> _DOCUMENT EXTRACT_

Michael Richardson mcr at
Tue May 2 02:20:34 CEST 2023

Jacob Bachmeyer <jcb62281 at> wrote:
    >> I'm unclear if this is a new feature (I think so), and if so what happens if
    >> the sender hasn't upgraded yet?

    > My understanding:  ADKs are new and do not work without support on the
    > sender's side.  The ADK is a request to also encrypt any message to the
    > subkey to the ADK.  If the sender's software does not understand that
    > request, it does not happen.  If the sender rejects that request, either
    > by setting an option or by patching their software to ignore the request, it
    > does not happen.

Does it still (by default) encrypt to the main key?

    > My primary reason for arguing to support some way to suppress the use of an
    > ADK when encrypting is that, as Johan noted, this is an issue where feelings
    > are strong enough to provoke forks, which are likely to simply rip out ADK
    > support entirely, thus making its legitimate uses (group inboxes, multiple
    > tokens, business-related) unreliable.

> _TASK DIRECTIONS_
Rewrite everything in the mailing list message from "Jacob Bachmeyer <jcb62281" down to "the main key?", putting "demand" in place of "request" each time it appears.

> _RECORDED DATA_
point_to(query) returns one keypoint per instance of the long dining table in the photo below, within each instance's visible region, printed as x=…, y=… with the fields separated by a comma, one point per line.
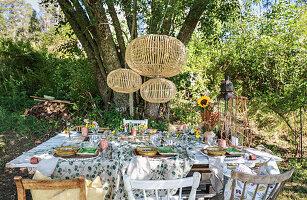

> _TASK RESULT_
Jacob Bachmeyer <jcb62281 at> wrote:
    >> I'm unclear if this is a new feature (I think so), and if so what happens if
    >> the sender hasn't upgraded yet?

    > My understanding:  ADKs are new and do not work without support on the
    > sender's side.  The ADK is a demand to also encrypt any message to the
    > subkey to the ADK.  If the sender's software does not understand that
    > demand, it does not happen.  If the sender rejects that demand, either
    > by setting an option or by patching their software to ignore the demand, it
    > does not happen.

Does it still (by default) encrypt to the main key?